[Excerpts of pointing data]

****

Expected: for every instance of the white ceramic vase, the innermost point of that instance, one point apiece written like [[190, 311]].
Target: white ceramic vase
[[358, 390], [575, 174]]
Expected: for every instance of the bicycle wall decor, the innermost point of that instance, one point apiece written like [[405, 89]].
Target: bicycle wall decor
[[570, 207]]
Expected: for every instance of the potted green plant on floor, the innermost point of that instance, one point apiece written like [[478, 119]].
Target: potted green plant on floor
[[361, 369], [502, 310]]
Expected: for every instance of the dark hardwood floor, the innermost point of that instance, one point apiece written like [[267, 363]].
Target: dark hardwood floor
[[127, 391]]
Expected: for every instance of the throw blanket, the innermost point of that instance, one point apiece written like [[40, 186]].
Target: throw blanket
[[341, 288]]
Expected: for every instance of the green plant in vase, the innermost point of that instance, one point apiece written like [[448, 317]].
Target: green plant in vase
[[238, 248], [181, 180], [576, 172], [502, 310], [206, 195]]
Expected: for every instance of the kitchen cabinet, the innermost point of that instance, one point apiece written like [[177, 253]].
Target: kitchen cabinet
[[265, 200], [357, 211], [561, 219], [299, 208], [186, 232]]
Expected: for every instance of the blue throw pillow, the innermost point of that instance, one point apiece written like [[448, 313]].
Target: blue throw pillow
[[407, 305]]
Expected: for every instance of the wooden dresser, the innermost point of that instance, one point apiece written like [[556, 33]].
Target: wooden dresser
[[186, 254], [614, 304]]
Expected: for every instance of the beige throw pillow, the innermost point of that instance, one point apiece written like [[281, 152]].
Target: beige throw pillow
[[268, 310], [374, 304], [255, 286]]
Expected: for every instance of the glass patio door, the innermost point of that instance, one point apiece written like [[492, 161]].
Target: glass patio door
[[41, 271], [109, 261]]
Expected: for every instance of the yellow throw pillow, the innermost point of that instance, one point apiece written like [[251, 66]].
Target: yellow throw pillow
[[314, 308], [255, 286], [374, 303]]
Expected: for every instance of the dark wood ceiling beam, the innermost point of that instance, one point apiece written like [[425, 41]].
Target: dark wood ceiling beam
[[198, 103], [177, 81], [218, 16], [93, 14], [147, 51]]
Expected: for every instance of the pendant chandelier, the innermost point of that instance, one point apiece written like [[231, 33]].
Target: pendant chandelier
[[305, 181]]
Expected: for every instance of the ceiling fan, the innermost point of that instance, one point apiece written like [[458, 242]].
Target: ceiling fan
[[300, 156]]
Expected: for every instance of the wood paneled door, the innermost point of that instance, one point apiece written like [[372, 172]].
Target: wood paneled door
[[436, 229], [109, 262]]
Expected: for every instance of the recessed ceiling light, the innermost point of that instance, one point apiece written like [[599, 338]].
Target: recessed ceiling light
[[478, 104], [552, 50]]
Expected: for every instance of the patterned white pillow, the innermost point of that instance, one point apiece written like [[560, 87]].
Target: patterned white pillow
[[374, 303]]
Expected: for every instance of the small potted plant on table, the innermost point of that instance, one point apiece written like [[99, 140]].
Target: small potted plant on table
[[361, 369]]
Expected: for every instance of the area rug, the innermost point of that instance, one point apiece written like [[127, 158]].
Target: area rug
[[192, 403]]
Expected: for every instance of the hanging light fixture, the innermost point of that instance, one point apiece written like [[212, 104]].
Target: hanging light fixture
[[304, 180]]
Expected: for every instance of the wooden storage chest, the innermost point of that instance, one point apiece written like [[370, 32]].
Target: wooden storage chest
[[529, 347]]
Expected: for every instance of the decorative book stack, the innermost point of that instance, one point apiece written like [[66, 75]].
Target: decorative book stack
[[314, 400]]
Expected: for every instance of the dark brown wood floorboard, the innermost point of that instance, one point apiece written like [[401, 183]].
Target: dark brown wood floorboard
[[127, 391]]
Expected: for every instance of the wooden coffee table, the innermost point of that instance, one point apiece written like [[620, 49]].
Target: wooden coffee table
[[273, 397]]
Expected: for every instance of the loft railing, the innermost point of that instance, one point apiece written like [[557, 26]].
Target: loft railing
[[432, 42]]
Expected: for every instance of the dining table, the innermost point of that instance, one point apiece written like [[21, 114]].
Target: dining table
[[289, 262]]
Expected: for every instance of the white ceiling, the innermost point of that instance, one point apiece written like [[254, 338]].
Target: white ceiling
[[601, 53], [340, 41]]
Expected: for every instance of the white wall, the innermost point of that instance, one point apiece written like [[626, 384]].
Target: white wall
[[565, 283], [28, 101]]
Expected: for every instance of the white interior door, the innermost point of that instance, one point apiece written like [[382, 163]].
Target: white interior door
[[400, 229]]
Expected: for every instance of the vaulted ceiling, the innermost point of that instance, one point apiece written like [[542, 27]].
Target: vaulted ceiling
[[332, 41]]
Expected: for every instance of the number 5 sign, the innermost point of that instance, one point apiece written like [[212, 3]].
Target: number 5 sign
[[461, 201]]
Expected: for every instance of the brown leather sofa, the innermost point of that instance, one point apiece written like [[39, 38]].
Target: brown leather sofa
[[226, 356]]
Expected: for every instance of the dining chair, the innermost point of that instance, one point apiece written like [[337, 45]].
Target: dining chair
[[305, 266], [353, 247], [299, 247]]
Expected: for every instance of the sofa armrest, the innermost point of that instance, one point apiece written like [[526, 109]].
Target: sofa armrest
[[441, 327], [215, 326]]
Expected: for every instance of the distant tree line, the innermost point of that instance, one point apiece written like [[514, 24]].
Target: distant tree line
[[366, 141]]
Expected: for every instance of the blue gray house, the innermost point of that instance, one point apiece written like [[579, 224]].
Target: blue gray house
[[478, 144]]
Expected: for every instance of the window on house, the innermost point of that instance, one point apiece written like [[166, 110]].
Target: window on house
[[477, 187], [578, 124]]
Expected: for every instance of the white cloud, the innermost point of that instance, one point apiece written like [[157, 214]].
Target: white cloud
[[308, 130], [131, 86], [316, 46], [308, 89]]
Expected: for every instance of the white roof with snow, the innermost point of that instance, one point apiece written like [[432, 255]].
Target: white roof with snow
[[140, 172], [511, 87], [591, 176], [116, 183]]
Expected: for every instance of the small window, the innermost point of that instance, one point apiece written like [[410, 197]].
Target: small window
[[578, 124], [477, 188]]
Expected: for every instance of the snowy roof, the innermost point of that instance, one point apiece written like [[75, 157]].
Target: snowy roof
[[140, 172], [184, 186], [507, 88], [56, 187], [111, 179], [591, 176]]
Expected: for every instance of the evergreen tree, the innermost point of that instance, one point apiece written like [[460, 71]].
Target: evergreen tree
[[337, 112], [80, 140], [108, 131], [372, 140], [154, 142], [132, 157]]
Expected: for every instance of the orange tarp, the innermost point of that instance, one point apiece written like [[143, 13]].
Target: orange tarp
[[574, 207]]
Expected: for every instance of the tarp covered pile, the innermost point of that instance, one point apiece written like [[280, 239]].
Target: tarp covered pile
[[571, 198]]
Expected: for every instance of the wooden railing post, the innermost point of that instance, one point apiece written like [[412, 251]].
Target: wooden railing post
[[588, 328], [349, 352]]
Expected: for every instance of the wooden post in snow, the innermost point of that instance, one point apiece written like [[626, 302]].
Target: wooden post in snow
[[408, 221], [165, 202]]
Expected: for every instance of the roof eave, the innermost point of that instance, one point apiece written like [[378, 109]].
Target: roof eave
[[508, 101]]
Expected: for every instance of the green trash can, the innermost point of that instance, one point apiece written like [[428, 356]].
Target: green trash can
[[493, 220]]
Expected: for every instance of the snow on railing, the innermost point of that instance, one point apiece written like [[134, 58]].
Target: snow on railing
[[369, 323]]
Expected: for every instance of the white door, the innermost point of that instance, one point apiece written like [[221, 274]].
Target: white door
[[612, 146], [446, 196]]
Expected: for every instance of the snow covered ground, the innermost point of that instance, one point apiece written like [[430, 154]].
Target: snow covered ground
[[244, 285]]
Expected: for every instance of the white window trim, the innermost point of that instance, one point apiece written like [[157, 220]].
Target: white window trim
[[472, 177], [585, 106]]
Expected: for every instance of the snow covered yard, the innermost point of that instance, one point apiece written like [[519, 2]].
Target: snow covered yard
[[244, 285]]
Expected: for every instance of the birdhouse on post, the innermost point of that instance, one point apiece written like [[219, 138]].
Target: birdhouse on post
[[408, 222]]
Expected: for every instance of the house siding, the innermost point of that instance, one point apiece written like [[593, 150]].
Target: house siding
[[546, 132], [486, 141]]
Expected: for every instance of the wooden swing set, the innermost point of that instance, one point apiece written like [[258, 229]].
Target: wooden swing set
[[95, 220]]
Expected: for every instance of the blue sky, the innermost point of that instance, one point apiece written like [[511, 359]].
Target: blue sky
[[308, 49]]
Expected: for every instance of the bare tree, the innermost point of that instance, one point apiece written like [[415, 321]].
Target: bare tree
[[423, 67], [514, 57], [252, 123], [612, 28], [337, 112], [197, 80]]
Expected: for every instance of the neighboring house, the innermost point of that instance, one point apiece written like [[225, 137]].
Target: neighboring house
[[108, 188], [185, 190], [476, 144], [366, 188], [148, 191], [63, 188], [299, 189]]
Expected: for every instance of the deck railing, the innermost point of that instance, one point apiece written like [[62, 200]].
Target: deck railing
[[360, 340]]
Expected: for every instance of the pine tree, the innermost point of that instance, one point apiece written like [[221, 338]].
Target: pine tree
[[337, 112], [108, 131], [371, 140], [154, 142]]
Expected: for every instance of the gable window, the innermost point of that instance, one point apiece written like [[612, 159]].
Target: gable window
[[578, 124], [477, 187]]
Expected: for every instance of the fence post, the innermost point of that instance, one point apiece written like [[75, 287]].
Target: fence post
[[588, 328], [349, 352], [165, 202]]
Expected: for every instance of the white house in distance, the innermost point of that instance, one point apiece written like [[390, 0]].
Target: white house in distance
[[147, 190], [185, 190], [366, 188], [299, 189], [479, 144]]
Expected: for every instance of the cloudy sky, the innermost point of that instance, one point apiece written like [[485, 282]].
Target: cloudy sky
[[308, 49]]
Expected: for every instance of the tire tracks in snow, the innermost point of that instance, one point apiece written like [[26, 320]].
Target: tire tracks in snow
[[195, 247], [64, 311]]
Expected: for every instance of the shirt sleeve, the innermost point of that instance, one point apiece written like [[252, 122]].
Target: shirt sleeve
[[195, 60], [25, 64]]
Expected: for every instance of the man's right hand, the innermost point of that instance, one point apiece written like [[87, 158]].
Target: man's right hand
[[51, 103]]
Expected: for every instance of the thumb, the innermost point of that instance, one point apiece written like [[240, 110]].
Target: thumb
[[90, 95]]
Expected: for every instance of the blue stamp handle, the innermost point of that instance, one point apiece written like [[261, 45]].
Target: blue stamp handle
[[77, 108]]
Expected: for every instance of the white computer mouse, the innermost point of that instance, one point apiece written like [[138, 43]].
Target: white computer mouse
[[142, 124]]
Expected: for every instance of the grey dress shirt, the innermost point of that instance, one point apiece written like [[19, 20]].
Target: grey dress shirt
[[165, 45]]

****

# Challenge
Copy out everything from the start of the rows down to the line containing "[[361, 369], [502, 310]]", requests included, shifting every coordinate in the answers up by 105. Leave the requests and their format samples unchanged.

# Full solution
Expected: for every instance of the white ceramic vase, the innermost point of that instance, one point apiece written like [[190, 311]].
Target: white ceramic vase
[[463, 495], [680, 279]]
Expected: for every instance of the bicycle wall decor, the innermost point of that instance, one point apiece written like [[405, 89]].
Target: bicycle wall decor
[[675, 312]]
Expected: for every instance of the potted green plant on floor, the innermost point of that instance, one point apiece written like [[478, 119]].
Target: potted green plant on floor
[[466, 474], [607, 415]]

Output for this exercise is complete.